TASK INSTRUCTIONS:
From the records below, transcribe only the lines running from the one with "Need: a point on every instance of the short" through the one with "Need: a point on every instance of the jacket". Keep both of those end lines.

··· DATASET EXCERPTS

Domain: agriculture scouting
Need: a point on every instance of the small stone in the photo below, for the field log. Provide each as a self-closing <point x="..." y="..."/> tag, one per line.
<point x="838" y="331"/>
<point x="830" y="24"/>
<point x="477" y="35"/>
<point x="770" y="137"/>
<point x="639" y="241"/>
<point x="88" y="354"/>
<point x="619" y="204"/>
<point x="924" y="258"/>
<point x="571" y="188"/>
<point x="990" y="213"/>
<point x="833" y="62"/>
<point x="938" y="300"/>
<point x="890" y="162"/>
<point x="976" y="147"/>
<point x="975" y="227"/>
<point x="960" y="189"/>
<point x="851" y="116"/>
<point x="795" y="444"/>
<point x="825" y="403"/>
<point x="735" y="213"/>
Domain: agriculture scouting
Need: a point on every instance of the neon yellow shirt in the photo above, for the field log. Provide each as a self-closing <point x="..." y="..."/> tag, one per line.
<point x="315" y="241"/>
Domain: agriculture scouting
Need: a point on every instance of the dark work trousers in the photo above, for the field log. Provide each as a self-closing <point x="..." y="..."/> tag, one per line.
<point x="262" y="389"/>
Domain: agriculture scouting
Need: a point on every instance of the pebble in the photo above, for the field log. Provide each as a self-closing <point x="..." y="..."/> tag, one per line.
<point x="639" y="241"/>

······
··· DATASET EXCERPTS

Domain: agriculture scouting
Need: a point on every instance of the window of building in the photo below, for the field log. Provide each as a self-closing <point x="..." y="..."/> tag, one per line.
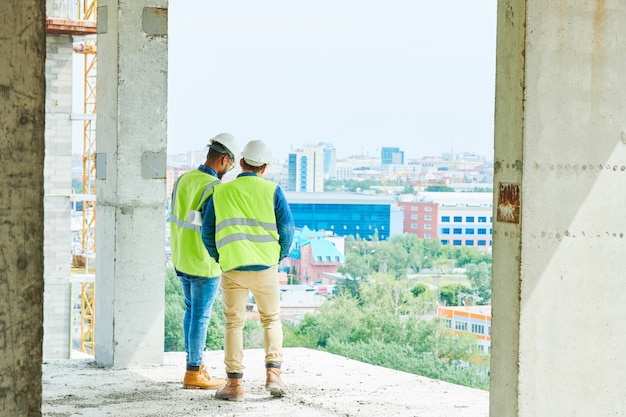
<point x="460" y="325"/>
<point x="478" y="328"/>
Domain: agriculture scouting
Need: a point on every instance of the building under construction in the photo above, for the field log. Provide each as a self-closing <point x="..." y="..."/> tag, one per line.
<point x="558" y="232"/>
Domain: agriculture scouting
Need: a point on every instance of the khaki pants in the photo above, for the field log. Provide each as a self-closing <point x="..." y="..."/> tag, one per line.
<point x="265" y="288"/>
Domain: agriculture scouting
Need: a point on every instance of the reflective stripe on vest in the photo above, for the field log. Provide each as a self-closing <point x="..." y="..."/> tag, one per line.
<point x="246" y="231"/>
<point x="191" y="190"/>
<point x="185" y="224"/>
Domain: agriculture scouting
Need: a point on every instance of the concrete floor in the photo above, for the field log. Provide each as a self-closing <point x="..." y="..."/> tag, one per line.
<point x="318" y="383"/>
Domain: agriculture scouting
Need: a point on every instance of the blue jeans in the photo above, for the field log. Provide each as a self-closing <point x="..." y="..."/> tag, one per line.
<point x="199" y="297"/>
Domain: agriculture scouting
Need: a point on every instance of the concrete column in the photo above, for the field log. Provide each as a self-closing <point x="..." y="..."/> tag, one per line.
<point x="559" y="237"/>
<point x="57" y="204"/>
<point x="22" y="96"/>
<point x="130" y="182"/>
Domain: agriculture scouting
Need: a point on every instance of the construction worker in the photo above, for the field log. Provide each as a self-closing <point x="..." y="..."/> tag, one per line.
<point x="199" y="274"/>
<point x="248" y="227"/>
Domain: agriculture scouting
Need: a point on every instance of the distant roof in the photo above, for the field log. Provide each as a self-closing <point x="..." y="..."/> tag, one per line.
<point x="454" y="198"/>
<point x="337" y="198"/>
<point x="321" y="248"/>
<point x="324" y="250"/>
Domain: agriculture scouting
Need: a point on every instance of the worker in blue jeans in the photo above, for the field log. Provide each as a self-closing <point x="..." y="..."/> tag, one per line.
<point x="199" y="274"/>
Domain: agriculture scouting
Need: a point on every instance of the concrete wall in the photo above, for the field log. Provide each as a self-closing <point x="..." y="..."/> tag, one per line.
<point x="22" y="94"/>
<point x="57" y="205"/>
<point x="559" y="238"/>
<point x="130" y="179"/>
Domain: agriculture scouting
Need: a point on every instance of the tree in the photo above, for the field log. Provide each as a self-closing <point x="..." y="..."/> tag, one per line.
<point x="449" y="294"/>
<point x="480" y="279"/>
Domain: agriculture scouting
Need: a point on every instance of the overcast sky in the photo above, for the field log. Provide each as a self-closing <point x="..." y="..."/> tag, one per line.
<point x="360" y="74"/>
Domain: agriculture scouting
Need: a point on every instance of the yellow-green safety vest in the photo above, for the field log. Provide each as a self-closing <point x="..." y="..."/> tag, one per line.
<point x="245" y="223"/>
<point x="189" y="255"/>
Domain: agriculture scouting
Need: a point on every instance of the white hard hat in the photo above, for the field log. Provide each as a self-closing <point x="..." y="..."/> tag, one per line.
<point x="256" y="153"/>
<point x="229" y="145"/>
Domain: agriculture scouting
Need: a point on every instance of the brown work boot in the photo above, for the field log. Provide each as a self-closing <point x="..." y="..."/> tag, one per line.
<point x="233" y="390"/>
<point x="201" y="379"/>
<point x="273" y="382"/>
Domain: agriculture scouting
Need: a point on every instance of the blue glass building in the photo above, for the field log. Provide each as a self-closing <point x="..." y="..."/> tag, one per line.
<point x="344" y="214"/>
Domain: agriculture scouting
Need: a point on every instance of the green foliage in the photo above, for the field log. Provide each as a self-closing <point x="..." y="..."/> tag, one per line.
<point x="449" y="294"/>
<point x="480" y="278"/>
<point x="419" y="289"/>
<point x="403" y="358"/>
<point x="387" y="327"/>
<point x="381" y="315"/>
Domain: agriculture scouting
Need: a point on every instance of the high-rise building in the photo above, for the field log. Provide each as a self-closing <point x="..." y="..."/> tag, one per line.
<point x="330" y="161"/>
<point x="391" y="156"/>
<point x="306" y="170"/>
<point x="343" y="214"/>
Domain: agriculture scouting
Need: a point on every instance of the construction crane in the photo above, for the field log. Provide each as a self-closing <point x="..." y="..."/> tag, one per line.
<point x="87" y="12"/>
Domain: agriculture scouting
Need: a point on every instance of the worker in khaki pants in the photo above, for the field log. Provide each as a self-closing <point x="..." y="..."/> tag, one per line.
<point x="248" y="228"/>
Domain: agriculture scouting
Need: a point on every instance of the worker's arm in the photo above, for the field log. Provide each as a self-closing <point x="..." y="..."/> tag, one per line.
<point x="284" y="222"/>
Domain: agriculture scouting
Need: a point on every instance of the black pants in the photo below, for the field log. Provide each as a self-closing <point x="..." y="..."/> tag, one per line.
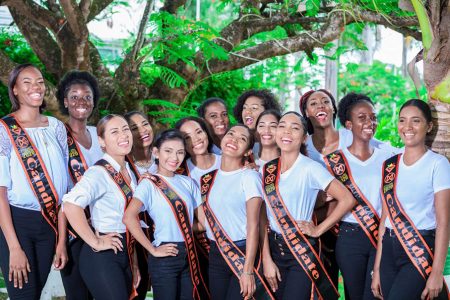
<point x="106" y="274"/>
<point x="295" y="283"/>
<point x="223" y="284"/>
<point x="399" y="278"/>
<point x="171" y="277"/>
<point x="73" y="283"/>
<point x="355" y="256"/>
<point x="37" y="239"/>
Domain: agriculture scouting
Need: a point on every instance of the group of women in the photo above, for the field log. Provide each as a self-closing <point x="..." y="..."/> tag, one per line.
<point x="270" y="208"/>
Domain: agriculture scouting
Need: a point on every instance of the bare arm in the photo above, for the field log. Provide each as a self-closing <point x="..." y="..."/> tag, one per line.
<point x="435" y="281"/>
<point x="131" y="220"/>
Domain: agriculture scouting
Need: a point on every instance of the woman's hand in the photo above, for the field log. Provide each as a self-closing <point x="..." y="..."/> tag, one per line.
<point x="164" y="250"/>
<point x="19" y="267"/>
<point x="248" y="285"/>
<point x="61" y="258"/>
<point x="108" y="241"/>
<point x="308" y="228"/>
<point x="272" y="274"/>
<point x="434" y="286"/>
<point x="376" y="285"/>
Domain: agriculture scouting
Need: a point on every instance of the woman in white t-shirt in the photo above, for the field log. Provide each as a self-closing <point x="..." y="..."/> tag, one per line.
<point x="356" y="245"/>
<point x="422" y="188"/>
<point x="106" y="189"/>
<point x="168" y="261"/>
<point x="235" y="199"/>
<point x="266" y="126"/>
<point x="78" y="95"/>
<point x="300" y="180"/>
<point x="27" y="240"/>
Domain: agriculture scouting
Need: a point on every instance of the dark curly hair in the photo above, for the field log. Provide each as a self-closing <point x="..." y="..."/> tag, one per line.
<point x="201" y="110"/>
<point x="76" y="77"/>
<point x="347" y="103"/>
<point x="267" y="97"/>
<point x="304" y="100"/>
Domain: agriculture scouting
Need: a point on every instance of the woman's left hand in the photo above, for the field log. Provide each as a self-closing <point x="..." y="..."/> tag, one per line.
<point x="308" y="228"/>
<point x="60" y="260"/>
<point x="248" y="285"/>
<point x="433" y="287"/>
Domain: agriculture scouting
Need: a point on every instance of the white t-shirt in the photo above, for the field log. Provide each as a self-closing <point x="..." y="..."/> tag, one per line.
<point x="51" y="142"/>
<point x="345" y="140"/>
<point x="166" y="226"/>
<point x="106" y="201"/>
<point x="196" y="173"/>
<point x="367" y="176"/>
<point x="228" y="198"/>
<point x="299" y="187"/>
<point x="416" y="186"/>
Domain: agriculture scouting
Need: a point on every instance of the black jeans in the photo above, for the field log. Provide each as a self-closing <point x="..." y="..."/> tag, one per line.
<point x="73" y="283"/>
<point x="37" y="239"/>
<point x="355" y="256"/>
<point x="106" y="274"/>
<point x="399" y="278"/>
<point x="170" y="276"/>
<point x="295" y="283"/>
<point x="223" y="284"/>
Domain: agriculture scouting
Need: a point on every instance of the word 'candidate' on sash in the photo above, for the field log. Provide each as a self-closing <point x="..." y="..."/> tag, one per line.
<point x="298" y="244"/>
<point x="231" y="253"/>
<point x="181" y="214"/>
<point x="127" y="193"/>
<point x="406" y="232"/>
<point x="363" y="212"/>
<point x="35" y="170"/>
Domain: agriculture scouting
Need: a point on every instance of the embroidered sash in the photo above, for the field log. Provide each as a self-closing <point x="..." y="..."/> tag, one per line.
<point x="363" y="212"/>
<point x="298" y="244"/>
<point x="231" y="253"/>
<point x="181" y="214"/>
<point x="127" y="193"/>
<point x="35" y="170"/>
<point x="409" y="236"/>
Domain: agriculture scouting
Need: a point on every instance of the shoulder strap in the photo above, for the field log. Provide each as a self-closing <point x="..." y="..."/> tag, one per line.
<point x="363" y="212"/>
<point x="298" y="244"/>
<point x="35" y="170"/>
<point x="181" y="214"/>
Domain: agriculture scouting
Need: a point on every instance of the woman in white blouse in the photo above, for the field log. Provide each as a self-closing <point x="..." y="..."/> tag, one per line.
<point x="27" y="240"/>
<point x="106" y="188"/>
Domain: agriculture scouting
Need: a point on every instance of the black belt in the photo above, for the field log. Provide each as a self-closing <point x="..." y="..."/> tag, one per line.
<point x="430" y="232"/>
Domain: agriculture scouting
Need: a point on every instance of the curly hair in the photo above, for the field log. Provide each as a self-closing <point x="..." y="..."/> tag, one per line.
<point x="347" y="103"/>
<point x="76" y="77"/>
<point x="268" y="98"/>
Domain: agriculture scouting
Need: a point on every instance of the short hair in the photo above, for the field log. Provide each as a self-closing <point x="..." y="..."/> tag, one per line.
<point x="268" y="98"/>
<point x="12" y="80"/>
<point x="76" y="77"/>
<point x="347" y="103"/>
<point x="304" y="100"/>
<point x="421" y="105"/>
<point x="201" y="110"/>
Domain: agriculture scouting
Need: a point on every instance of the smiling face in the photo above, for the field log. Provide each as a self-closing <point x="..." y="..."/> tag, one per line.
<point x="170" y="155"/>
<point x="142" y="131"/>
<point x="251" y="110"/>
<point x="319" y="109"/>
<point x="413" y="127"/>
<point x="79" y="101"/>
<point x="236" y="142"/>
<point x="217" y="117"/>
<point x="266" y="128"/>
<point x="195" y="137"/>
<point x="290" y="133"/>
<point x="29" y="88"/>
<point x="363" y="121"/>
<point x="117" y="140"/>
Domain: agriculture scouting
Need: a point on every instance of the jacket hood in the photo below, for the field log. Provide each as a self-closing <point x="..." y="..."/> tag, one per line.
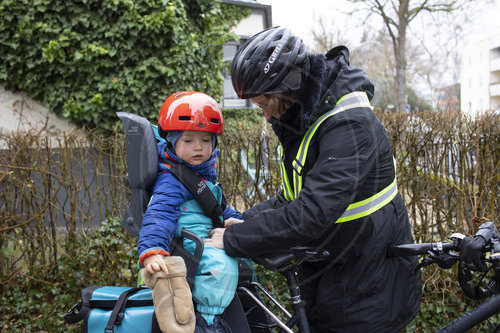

······

SOLUTION TO THIS EXERCISE:
Need: a point on every instance of the short hair in the photo above, for the field log. Provide each as a self-closing <point x="..." y="..."/> tag, one per line.
<point x="268" y="98"/>
<point x="12" y="80"/>
<point x="76" y="77"/>
<point x="347" y="103"/>
<point x="304" y="100"/>
<point x="421" y="105"/>
<point x="201" y="110"/>
Domain: agriculture scouting
Need: a point on every instance of the smiling face in the photo above, for the field log. Provide each as a self-closing <point x="..." y="..."/> tag, one per line.
<point x="170" y="155"/>
<point x="142" y="131"/>
<point x="251" y="110"/>
<point x="319" y="109"/>
<point x="413" y="127"/>
<point x="79" y="101"/>
<point x="236" y="142"/>
<point x="217" y="117"/>
<point x="266" y="128"/>
<point x="195" y="137"/>
<point x="290" y="133"/>
<point x="29" y="88"/>
<point x="363" y="121"/>
<point x="117" y="140"/>
Domain: agriculture scouting
Need: a point on every instance of the jacket hood in the photo below, for the field log. Provide each as a self-closing <point x="..." y="..."/> tag, one per line.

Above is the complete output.